+++ Extrait du document +++
Le public, les médias et l’opposition politique y ont-ils accès ? Les représentants de l’Exécutif sont-ils obligés (par la loi ou par l’usage) de justifier leurs décisions ? Existe-t-il des règles précises contre les ingérences politiques dans le travail quotidien de l’administration, c’est-à-dire des règles formelles exigeant la neutralité politique des fonctionnaires ? Les procédures d’aliénation des biens de l’État sont-elles transparentes ? Y a-t-il des ventes de biens publics qui donnent l’impression de favoriser, indûment, ceux ayant des liens étroits avec le parti au pouvoir ? Les membres de l’Exécutif sont-ils contraints par la loi de justifier leurs décisions ?
baliser l’immunité et délimiter les prérogatives de l’Exécutif
Un régime d’immunités et de prérogatives est toujours nécessaire pour protéger le statut des hauts fonctionnaires de l’État. Il serait inefficace qu’un juge, par exemple, puisse être tenu personnellement responsable d’une erreur commise, de bonne foi, au cours d’un procès. Le véritable remède à ces situations réside dans le procès en appel et les prérogatives de clémence.
Assurément, il est également contraire à l’intérêt public que des hommes politiques de haut niveau soient pris dans des litiges mineurs de nature privée ou qu’un chef d’État soit interrogé dans le box des témoins à la suite d’une plainte déposée par n’importe quel individu.
Dans les pays où la tradition démocratique n’est pas respectée, il peut être nécessaire d’accorder aux parlementaires des immunités simplement pour leur permettre de faire leur travail face à une administration corrompue. Cependant, il est tout aussi important de définir d’une manière aussi restrictive que possible le champ de ces immunités et prérogatives, qui dérogent au principe d’égalité devant la loi et affaiblissent l’autorité de l’administration. Aucune immunité ou prérogative ne doit permettre à un corrompu de s’abri- ter derrière elle pour échapper aux autorités chargées de faire appliquer la loi. Il faut, par ailleurs, qu’elles cessent dès que le bénéficiaire quitte ses fonctions sauf, bien sûr, lorsqu’elles concernent des actes officiels accomplis de bonne foi.
Une immunité qui excède le terme du mandat ne sert les intérêts de personne si ce n’est ceux des personnes corrompues. Des limites sont imposées à la durée des fonctions présidentielles et au nombre de mandats auxquels on peut prétendre. Il est donc parfaitement logique de penser que la certitude de perdre le pouvoir à l’avenir rappelle au président en exercice qu’il devra rendre des comptes à l’expiration de son mandat.
+++
▶ _Série d'exercices_:
(1) Citez fidèlement le passage de l'extrait sur les immunités, depuis « baliser l’immunité et » jusqu'à « n’importe quel individu. » inclus.
(2) D'après l'extrait sur les immunités, à quel moment les immunités et prérogatives doivent-elles cesser, hormis celles qui concernent des actes officiels accomplis de bonne foi ?
+++ Extrait de données +++
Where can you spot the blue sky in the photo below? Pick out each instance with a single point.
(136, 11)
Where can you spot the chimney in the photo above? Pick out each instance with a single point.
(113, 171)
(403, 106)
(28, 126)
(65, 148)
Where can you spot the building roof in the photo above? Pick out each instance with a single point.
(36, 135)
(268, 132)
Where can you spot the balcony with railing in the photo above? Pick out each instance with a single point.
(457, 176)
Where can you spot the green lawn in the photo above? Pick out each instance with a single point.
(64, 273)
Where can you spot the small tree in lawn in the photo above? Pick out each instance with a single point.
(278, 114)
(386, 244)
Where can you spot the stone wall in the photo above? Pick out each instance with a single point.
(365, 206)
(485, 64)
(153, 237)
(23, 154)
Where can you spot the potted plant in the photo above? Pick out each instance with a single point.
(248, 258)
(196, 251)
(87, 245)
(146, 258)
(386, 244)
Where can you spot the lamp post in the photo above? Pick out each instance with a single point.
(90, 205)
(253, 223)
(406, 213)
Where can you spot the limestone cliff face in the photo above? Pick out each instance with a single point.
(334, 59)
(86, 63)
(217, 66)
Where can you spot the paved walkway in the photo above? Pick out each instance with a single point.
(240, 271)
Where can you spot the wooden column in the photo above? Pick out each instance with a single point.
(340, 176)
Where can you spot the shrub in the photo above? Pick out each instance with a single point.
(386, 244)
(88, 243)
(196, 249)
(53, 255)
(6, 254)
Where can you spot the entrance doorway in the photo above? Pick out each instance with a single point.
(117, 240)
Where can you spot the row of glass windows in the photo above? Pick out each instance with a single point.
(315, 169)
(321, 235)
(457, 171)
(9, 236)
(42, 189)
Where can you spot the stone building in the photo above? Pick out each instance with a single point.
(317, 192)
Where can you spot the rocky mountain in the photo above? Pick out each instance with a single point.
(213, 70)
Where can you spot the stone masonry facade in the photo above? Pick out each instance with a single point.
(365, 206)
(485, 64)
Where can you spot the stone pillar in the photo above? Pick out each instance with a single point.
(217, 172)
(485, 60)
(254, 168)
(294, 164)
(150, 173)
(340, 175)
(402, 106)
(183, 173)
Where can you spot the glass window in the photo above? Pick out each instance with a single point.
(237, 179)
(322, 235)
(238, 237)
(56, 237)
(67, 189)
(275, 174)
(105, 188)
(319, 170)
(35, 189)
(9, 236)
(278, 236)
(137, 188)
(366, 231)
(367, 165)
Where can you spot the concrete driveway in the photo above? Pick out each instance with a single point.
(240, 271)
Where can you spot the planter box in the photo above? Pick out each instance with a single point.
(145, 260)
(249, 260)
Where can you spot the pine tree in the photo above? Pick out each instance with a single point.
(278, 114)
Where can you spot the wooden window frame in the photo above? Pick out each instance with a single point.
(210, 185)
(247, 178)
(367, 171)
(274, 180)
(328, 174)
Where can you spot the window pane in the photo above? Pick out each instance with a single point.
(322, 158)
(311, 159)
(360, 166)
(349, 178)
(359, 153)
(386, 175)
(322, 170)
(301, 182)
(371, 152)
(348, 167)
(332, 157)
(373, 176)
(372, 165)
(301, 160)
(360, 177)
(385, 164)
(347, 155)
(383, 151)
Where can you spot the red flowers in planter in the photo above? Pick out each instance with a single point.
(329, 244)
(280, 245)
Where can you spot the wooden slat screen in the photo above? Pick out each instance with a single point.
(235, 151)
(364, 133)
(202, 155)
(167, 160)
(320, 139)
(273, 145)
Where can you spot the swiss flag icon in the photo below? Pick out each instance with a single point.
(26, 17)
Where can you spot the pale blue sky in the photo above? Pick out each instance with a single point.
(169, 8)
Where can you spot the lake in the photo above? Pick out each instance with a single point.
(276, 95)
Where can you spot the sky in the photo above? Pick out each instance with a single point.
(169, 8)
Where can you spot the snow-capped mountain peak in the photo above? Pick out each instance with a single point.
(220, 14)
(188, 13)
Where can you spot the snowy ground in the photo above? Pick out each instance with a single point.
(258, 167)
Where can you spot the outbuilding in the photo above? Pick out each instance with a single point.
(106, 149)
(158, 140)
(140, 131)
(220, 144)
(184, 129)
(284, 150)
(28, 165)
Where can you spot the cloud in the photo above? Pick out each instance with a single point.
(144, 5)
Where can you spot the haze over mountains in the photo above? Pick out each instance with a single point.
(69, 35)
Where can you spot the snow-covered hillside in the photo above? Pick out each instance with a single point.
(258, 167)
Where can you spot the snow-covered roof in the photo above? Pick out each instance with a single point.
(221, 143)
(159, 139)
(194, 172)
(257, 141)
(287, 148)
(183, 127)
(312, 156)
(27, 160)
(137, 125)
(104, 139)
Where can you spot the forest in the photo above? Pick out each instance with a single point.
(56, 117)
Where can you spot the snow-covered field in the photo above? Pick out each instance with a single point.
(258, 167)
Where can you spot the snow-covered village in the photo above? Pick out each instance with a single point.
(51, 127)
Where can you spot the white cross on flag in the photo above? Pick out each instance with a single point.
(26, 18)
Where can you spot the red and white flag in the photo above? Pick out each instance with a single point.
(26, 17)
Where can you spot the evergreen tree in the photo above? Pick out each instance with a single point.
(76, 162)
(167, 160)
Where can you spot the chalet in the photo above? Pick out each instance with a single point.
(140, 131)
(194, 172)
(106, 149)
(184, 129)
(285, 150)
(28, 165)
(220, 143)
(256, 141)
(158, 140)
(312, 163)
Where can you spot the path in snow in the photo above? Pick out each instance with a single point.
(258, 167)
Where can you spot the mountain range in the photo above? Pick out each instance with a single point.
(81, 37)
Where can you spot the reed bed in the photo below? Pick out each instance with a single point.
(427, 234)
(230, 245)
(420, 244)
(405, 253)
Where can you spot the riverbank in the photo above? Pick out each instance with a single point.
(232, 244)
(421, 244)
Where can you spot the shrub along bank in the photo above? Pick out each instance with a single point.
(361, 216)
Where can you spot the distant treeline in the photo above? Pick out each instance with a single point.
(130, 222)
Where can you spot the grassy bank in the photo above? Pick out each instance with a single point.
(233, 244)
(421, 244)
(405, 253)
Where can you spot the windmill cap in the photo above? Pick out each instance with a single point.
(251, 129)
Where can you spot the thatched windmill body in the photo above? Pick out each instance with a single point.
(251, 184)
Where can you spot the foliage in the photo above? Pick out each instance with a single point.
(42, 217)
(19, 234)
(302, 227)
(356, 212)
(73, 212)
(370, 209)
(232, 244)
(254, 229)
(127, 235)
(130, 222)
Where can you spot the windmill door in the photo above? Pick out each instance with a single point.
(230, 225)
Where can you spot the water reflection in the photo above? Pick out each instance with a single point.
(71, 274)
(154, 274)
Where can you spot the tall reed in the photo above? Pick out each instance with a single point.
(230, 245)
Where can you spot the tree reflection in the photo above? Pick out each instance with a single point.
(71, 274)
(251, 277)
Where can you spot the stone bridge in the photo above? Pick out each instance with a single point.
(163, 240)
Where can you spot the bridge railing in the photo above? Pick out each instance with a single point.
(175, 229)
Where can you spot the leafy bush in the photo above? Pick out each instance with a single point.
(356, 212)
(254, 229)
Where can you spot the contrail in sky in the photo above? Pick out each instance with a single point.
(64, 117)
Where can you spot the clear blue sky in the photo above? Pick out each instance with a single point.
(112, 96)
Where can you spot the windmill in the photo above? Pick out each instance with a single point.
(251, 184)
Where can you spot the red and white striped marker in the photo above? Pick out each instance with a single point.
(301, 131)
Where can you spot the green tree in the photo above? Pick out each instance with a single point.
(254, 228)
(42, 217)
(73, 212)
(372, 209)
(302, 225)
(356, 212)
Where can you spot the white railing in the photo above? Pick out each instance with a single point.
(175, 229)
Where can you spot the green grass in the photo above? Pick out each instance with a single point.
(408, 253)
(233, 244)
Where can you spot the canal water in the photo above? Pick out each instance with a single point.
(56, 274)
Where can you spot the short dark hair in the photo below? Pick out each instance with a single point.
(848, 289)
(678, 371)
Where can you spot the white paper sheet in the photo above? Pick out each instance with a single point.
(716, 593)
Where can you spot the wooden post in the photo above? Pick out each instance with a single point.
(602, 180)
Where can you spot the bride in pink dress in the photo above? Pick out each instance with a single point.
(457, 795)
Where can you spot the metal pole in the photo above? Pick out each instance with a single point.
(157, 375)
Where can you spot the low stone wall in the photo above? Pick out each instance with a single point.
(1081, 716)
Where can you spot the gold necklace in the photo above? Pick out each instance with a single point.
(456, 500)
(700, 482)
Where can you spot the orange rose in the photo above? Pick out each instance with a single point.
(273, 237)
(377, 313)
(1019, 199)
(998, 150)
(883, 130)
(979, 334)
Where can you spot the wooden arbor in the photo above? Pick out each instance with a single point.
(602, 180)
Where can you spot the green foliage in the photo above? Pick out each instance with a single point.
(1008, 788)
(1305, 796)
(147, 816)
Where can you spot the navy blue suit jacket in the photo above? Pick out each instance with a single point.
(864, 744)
+++
▶ _Réponses par exercice_:
(1)
baliser l’immunité et délimiter les prérogatives de l’Exécutif
Un régime d’immunités et de prérogatives est toujours nécessaire pour protéger le statut des hauts fonctionnaires de l’État. Il serait inefficace qu’un juge, par exemple, puisse être tenu personnellement responsable d’une erreur commise, de bonne foi, au cours d’un procès. Le véritable remède à ces situations réside dans le procès en appel et les prérogatives de clémence.
Assurément, il est également contraire à l’intérêt public que des hommes politiques de haut niveau soient pris dans des litiges mineurs de nature privée ou qu’un chef d’État soit interrogé dans le box des témoins à la suite d’une plainte déposée par n’importe quel individu.

(2) Dès que le bénéficiaire quitte ses fonctions.